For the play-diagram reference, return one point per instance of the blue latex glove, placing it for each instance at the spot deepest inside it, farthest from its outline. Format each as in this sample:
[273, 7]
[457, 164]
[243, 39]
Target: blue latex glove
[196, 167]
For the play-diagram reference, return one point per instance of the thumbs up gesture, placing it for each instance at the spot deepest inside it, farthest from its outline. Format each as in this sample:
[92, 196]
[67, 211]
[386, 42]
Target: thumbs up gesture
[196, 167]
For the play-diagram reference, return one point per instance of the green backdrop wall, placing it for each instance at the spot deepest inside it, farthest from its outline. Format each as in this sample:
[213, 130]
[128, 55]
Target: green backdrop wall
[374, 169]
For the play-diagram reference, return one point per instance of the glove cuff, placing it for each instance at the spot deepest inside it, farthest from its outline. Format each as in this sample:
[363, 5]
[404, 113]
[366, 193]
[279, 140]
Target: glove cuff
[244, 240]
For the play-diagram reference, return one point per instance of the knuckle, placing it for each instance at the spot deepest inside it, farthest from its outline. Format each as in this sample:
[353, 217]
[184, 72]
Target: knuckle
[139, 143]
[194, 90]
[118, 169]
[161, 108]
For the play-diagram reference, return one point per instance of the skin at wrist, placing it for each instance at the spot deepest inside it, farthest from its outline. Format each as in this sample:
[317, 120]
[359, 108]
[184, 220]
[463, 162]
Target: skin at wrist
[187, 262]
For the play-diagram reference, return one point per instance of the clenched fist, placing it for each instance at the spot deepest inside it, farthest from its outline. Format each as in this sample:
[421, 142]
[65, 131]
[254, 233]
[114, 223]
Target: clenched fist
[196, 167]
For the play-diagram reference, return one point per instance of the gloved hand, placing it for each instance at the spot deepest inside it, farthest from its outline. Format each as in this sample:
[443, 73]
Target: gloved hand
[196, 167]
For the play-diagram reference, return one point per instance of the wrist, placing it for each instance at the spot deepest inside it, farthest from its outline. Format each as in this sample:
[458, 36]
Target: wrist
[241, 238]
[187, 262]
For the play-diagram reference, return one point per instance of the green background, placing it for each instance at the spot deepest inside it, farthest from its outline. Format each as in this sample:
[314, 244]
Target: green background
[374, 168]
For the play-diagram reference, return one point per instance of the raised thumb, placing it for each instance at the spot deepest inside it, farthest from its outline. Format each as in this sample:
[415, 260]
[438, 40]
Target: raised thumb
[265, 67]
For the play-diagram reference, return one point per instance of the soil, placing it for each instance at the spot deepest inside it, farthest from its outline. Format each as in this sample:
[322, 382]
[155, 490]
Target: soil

****************************************

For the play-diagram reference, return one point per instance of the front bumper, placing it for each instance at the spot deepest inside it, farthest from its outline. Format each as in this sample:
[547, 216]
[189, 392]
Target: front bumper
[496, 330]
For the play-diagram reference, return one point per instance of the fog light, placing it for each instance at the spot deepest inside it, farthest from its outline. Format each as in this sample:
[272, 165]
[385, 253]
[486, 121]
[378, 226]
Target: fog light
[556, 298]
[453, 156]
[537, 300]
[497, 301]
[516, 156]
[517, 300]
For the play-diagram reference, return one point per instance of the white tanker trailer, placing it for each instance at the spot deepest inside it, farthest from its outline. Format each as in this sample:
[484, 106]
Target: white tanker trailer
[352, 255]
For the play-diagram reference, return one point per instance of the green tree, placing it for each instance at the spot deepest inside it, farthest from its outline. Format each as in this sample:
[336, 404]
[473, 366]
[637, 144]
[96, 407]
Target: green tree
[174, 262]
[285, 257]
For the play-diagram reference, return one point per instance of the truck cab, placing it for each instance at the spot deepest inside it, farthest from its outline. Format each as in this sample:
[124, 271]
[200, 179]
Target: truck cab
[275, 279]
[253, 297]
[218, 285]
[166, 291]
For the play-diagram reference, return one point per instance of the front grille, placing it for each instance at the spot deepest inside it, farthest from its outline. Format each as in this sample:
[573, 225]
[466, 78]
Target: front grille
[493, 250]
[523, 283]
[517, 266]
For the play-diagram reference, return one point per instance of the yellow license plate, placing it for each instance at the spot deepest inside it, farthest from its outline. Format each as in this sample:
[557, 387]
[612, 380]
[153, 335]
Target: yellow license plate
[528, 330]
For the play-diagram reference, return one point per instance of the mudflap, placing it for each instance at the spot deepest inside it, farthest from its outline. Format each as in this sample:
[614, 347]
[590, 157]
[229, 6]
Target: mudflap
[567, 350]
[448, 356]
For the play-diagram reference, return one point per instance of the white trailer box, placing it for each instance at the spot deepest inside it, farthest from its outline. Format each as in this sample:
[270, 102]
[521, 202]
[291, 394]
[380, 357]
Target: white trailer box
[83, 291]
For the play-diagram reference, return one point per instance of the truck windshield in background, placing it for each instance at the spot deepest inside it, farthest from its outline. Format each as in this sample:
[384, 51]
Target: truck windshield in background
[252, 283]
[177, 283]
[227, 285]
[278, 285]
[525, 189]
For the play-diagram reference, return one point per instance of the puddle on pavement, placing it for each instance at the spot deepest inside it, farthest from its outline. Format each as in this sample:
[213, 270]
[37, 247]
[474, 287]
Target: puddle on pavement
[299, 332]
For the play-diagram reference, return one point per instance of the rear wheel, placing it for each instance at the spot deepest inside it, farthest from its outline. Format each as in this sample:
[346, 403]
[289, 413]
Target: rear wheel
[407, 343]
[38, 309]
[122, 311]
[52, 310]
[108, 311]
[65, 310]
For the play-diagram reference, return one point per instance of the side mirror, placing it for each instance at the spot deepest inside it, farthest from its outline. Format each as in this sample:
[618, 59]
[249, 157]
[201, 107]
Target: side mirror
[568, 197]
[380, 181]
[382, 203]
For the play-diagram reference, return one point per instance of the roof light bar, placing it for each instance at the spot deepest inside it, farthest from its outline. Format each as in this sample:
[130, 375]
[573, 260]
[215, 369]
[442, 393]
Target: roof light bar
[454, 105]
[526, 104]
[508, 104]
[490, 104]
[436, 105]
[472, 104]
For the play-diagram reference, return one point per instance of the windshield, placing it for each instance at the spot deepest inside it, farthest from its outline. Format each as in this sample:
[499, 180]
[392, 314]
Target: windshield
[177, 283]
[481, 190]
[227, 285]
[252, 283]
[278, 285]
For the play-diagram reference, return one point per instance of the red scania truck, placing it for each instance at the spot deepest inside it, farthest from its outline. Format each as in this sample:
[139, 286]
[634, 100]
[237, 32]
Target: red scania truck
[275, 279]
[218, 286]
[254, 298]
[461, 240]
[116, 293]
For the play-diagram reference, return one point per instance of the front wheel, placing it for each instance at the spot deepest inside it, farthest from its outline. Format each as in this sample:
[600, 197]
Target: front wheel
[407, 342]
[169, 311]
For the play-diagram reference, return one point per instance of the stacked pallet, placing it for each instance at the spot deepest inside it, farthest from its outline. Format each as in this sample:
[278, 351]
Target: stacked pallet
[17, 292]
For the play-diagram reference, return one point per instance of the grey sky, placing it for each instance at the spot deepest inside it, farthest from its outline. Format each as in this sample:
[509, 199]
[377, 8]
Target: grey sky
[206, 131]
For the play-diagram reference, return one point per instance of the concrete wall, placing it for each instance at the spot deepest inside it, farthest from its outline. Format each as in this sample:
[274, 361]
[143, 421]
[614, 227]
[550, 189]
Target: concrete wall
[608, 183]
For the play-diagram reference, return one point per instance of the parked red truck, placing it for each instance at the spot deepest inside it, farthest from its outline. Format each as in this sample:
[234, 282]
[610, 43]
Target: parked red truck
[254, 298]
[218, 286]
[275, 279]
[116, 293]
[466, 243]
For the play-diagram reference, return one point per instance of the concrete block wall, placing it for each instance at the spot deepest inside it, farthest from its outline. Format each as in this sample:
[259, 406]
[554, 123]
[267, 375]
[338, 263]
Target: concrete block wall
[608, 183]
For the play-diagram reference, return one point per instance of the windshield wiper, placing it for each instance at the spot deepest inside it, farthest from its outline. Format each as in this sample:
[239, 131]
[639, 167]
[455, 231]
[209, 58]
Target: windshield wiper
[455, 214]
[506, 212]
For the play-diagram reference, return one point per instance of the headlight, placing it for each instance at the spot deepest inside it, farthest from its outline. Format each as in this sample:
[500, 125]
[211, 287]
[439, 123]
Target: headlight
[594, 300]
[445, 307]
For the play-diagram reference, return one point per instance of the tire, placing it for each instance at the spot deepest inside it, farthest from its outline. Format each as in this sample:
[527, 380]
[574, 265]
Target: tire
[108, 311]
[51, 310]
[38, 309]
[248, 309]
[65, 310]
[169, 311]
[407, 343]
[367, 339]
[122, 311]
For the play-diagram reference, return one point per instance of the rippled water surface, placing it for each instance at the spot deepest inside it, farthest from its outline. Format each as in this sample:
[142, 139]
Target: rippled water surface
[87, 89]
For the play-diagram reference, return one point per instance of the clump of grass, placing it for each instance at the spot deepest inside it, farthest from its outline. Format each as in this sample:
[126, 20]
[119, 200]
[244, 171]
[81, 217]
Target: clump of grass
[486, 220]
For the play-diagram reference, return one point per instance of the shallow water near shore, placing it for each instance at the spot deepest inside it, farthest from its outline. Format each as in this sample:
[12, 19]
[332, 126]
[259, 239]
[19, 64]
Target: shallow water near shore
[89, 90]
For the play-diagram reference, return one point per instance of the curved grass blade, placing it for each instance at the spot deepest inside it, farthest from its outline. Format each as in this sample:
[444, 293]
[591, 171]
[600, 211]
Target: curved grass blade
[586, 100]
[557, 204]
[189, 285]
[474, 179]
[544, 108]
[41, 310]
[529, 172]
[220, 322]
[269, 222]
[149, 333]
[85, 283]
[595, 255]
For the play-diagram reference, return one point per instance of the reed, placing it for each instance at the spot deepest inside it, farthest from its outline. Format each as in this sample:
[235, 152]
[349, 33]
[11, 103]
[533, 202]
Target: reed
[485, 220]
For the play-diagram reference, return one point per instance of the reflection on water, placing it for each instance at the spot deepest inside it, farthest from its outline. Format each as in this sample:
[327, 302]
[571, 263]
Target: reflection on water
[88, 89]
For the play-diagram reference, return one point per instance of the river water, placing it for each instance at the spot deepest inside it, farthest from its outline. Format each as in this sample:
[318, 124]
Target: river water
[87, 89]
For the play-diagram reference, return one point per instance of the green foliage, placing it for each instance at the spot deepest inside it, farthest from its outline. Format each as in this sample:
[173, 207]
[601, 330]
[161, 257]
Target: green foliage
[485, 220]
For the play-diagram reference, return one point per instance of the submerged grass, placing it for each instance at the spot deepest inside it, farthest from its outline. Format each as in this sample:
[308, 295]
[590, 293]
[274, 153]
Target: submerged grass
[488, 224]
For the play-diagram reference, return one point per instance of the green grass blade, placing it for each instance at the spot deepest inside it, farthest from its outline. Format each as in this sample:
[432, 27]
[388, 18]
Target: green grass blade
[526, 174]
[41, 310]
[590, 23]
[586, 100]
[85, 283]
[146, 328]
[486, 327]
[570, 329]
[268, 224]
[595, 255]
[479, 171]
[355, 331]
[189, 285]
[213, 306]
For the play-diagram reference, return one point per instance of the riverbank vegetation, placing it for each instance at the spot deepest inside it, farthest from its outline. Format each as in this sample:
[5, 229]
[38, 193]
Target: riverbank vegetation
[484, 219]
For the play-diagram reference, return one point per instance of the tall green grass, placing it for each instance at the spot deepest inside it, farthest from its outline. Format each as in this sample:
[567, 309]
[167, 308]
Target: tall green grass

****************************************

Reproduce the lines from the one containing "the red scania" through the one containing "Target: red scania truck", inclusive, renaming "outline" to "boundary" and leaving everything else as it is.

Result of the task:
For the play-diagram reference, return one point per instance of the red scania truck, placing it for each instance at the spot deepest inside it, farthest from its boundary. Format each as in this sample:
[139, 286]
[634, 100]
[237, 32]
Target: red scania truck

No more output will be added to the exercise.